PROBLEM DETAILS:
Please set down the records below exactly as they appear.

- - - - - - -

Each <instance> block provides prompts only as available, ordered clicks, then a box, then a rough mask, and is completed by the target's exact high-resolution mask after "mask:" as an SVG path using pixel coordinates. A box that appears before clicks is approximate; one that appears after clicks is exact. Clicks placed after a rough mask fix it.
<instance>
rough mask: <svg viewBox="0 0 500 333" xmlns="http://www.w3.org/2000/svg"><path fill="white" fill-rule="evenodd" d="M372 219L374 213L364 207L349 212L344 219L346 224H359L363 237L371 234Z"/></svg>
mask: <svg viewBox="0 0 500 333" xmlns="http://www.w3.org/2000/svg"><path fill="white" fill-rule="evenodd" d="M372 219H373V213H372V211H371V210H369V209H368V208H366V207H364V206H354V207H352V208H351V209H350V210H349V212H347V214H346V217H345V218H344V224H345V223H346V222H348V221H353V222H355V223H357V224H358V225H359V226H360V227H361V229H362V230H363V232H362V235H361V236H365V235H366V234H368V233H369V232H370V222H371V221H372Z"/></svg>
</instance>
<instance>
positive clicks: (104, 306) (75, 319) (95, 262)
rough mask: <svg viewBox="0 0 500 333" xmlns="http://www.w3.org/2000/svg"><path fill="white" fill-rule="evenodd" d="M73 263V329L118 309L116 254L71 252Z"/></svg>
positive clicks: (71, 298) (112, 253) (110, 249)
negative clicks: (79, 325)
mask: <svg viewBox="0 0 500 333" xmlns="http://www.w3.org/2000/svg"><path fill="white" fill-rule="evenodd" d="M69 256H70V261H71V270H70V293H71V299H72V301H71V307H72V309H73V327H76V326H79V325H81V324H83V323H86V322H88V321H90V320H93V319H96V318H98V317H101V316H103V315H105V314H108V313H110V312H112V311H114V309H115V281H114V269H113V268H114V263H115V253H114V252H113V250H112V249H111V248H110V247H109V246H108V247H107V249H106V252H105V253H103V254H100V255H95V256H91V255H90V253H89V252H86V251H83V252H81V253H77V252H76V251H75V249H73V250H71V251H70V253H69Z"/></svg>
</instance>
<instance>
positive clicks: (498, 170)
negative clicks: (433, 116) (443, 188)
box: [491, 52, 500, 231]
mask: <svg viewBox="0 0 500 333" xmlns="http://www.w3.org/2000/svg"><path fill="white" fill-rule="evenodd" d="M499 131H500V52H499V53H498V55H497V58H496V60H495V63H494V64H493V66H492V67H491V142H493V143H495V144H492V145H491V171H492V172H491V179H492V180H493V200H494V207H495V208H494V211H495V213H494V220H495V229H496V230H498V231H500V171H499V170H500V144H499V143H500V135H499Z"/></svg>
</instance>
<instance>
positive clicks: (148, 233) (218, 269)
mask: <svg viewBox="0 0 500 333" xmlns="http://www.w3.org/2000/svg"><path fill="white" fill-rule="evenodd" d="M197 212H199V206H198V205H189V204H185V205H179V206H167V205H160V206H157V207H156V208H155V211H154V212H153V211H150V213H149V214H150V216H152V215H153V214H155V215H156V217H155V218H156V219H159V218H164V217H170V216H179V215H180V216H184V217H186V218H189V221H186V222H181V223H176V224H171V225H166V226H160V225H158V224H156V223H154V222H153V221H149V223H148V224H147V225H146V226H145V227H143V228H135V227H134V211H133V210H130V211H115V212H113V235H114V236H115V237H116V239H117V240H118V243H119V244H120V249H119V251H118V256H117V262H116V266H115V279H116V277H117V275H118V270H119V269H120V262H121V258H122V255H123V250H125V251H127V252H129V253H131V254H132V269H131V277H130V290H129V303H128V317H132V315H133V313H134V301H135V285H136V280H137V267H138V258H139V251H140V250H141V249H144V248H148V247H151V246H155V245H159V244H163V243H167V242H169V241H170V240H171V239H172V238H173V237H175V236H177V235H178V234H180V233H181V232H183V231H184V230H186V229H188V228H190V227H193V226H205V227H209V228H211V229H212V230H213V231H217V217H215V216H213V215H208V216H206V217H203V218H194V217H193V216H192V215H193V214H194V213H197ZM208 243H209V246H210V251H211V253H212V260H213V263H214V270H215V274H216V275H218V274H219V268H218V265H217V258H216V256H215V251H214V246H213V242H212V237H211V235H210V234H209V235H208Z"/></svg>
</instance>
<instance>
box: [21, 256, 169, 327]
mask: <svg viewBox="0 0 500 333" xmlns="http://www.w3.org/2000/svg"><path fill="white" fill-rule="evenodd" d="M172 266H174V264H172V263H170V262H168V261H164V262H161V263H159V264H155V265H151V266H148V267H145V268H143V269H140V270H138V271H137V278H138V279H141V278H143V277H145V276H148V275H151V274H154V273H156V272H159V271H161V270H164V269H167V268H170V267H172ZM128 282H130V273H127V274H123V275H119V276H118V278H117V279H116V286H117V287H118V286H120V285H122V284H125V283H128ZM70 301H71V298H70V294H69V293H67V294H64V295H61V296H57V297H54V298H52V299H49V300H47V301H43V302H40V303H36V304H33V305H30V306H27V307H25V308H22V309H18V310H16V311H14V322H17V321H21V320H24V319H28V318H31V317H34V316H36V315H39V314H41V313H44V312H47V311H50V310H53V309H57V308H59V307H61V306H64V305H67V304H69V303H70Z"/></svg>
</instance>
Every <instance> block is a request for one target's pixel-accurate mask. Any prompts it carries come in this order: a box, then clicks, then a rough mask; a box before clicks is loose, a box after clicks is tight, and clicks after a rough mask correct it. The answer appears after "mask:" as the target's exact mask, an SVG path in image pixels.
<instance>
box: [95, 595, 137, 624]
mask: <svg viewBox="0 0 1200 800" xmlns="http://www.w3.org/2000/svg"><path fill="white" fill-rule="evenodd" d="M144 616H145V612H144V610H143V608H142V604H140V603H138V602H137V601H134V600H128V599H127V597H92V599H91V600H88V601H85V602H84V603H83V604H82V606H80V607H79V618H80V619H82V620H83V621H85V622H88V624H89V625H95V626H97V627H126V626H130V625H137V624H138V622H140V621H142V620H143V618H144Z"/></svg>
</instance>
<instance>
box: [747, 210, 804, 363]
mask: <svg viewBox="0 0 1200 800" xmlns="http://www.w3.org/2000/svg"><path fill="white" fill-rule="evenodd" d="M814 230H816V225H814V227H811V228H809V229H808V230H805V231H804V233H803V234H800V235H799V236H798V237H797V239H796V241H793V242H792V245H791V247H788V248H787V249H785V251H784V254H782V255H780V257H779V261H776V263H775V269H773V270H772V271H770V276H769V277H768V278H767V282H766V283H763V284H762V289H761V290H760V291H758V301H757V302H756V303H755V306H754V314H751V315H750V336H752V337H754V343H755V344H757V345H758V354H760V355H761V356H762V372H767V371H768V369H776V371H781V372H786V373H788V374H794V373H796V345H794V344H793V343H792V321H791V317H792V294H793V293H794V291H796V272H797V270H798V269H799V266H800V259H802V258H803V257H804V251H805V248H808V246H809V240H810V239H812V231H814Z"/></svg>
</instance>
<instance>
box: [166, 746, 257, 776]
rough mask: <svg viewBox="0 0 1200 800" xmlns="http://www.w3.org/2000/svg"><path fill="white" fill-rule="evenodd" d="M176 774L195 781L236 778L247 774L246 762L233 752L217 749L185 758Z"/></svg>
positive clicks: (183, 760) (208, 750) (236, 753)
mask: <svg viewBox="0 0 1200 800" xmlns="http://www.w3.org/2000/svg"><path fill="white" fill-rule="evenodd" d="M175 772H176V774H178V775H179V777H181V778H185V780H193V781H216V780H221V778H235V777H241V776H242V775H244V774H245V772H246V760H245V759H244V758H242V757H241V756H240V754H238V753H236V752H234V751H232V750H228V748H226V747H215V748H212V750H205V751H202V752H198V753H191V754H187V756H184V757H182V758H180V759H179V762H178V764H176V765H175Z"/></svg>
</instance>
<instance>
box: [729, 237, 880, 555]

- - - - - - -

EXERCISE OUTPUT:
Each <instance> block provides prompts only as available, ordered clicks, then a box, then a rough mask, and is completed by the target's exact high-resolution mask after "mask:" as an SVG path using pixel coordinates. A box that appears before clicks is approximate; one that appears after clicks is exact. Clicks placed after a rough mask fix it.
<instance>
rough mask: <svg viewBox="0 0 500 333" xmlns="http://www.w3.org/2000/svg"><path fill="white" fill-rule="evenodd" d="M372 219L374 213L364 207L349 212L344 219L346 224H359L363 237L371 234Z"/></svg>
mask: <svg viewBox="0 0 500 333" xmlns="http://www.w3.org/2000/svg"><path fill="white" fill-rule="evenodd" d="M372 219H373V213H372V211H371V210H369V209H368V208H366V207H364V206H354V207H352V208H351V209H350V210H349V212H347V214H346V217H345V218H344V224H345V223H346V222H348V221H353V222H355V223H357V224H358V225H359V226H360V227H361V229H362V230H363V232H362V235H361V236H365V235H366V234H368V233H369V232H370V222H371V221H372Z"/></svg>
</instance>
<instance>
positive clicks: (104, 306) (75, 319) (95, 262)
rough mask: <svg viewBox="0 0 500 333" xmlns="http://www.w3.org/2000/svg"><path fill="white" fill-rule="evenodd" d="M73 263V329L118 309L116 254L71 252Z"/></svg>
positive clicks: (71, 298) (112, 253) (110, 249)
negative clicks: (79, 325)
mask: <svg viewBox="0 0 500 333" xmlns="http://www.w3.org/2000/svg"><path fill="white" fill-rule="evenodd" d="M69 256H70V261H71V270H70V293H71V299H72V301H71V307H72V309H73V327H76V326H79V325H81V324H83V323H86V322H88V321H90V320H93V319H96V318H98V317H101V316H103V315H105V314H108V313H110V312H112V311H114V309H115V281H114V269H113V268H114V263H115V253H114V252H113V250H112V249H111V248H110V247H109V246H108V247H107V249H106V252H105V253H103V254H100V255H95V256H91V255H90V253H89V252H86V251H83V252H81V253H77V252H76V251H75V249H73V250H71V251H70V253H69Z"/></svg>
</instance>
<instance>
positive clicks: (498, 170)
negative clicks: (433, 116) (443, 188)
box: [491, 52, 500, 231]
mask: <svg viewBox="0 0 500 333" xmlns="http://www.w3.org/2000/svg"><path fill="white" fill-rule="evenodd" d="M499 131H500V52H499V53H498V55H497V58H496V60H495V63H494V64H493V66H492V67H491V142H493V143H495V144H492V145H491V171H492V172H491V179H492V180H493V200H494V207H495V208H494V211H495V213H494V220H495V229H496V230H498V231H500V171H499V170H500V144H499V143H500V135H499Z"/></svg>
</instance>
<instance>
positive clicks: (148, 233) (218, 269)
mask: <svg viewBox="0 0 500 333" xmlns="http://www.w3.org/2000/svg"><path fill="white" fill-rule="evenodd" d="M197 212H199V206H198V205H189V204H185V205H179V206H167V205H160V206H157V207H156V208H155V211H154V212H153V211H150V213H149V214H150V216H152V215H153V214H155V215H156V217H155V218H156V219H159V218H164V217H170V216H179V215H180V216H184V217H186V218H189V221H186V222H181V223H176V224H171V225H166V226H160V225H158V224H156V223H154V222H153V221H149V223H148V224H147V225H146V226H145V227H143V228H135V227H134V211H133V210H130V211H115V212H113V235H114V236H115V237H116V239H117V240H118V243H119V244H120V249H119V251H118V256H117V262H116V266H115V279H116V277H117V275H118V270H119V269H120V262H121V258H122V255H123V250H125V251H127V252H129V253H131V254H132V269H131V277H130V290H129V303H128V317H132V315H133V313H134V301H135V285H136V280H137V267H138V258H139V251H140V250H141V249H144V248H148V247H151V246H155V245H159V244H163V243H167V242H169V241H170V240H171V239H172V238H173V237H175V236H177V235H178V234H180V233H181V232H183V231H184V230H186V229H188V228H190V227H193V226H205V227H209V228H211V229H212V230H213V231H217V217H215V216H213V215H208V216H206V217H203V218H194V217H193V216H192V215H193V214H194V213H197ZM208 243H209V246H210V251H211V253H212V260H213V263H214V270H215V274H216V275H218V274H219V268H218V265H217V258H216V256H215V251H214V246H213V242H212V237H211V235H210V234H209V235H208Z"/></svg>
</instance>
<instance>
box: [21, 256, 169, 327]
mask: <svg viewBox="0 0 500 333" xmlns="http://www.w3.org/2000/svg"><path fill="white" fill-rule="evenodd" d="M172 266H174V264H172V263H170V262H168V261H164V262H161V263H159V264H155V265H151V266H148V267H145V268H143V269H140V270H138V271H137V278H138V279H141V278H143V277H145V276H148V275H151V274H154V273H156V272H159V271H161V270H164V269H167V268H170V267H172ZM128 282H130V273H127V274H123V275H119V276H118V278H117V279H116V286H117V287H118V286H120V285H122V284H125V283H128ZM70 301H71V298H70V294H69V293H67V294H64V295H61V296H57V297H54V298H52V299H49V300H47V301H43V302H40V303H36V304H33V305H30V306H27V307H25V308H22V309H18V310H16V311H14V322H17V321H21V320H24V319H28V318H31V317H34V316H36V315H39V314H41V313H44V312H47V311H50V310H53V309H57V308H59V307H61V306H64V305H67V304H69V303H70Z"/></svg>
</instance>
Every <instance> block is a request for one target's pixel-accurate mask. Any prompts it carries come in this order: a box, then clicks, then a rough mask; a box before clicks is loose, a box after clicks is tight, and clicks after a rough mask correct it. The answer appears after "mask:" as the target's exact mask, an SVG path in image pixels.
<instance>
box: [95, 595, 137, 624]
mask: <svg viewBox="0 0 1200 800" xmlns="http://www.w3.org/2000/svg"><path fill="white" fill-rule="evenodd" d="M144 616H145V612H144V610H143V608H142V604H140V603H138V602H137V601H134V600H128V599H127V597H92V599H91V600H88V601H85V602H84V603H83V604H82V606H80V607H79V618H80V619H82V620H83V621H85V622H88V624H89V625H95V626H97V627H126V626H130V625H137V624H138V622H140V621H142V620H143V618H144Z"/></svg>
</instance>
<instance>
box: [747, 210, 804, 363]
mask: <svg viewBox="0 0 1200 800" xmlns="http://www.w3.org/2000/svg"><path fill="white" fill-rule="evenodd" d="M814 230H816V225H814V227H811V228H809V229H808V230H805V231H804V233H803V234H800V235H799V236H798V237H797V239H796V241H793V242H792V245H791V247H788V248H787V249H785V251H784V254H782V255H780V257H779V261H776V263H775V269H773V270H772V271H770V276H769V277H768V278H767V282H766V283H763V284H762V289H761V290H760V291H758V301H757V302H756V303H755V306H754V314H751V315H750V336H752V337H754V343H755V344H757V345H758V354H760V355H761V356H762V372H767V371H768V369H776V371H781V372H786V373H788V374H794V373H796V345H794V344H793V343H792V321H791V317H792V294H793V293H794V291H796V272H797V270H798V269H799V266H800V259H802V258H803V257H804V251H805V248H808V246H809V240H810V239H812V231H814Z"/></svg>
</instance>
<instance>
box: [166, 746, 257, 776]
rough mask: <svg viewBox="0 0 1200 800" xmlns="http://www.w3.org/2000/svg"><path fill="white" fill-rule="evenodd" d="M176 774L195 781L236 778L247 774L246 762L233 752L217 749L185 758Z"/></svg>
positive clicks: (183, 760) (208, 750) (236, 753)
mask: <svg viewBox="0 0 1200 800" xmlns="http://www.w3.org/2000/svg"><path fill="white" fill-rule="evenodd" d="M175 772H176V774H178V775H179V777H181V778H185V780H193V781H216V780H221V778H235V777H241V776H242V775H244V774H245V772H246V760H245V759H244V758H242V757H241V756H240V754H238V753H236V752H234V751H232V750H228V748H226V747H215V748H212V750H205V751H202V752H198V753H191V754H187V756H184V757H182V758H180V759H179V762H178V764H176V765H175Z"/></svg>
</instance>
<instance>
box: [729, 237, 880, 555]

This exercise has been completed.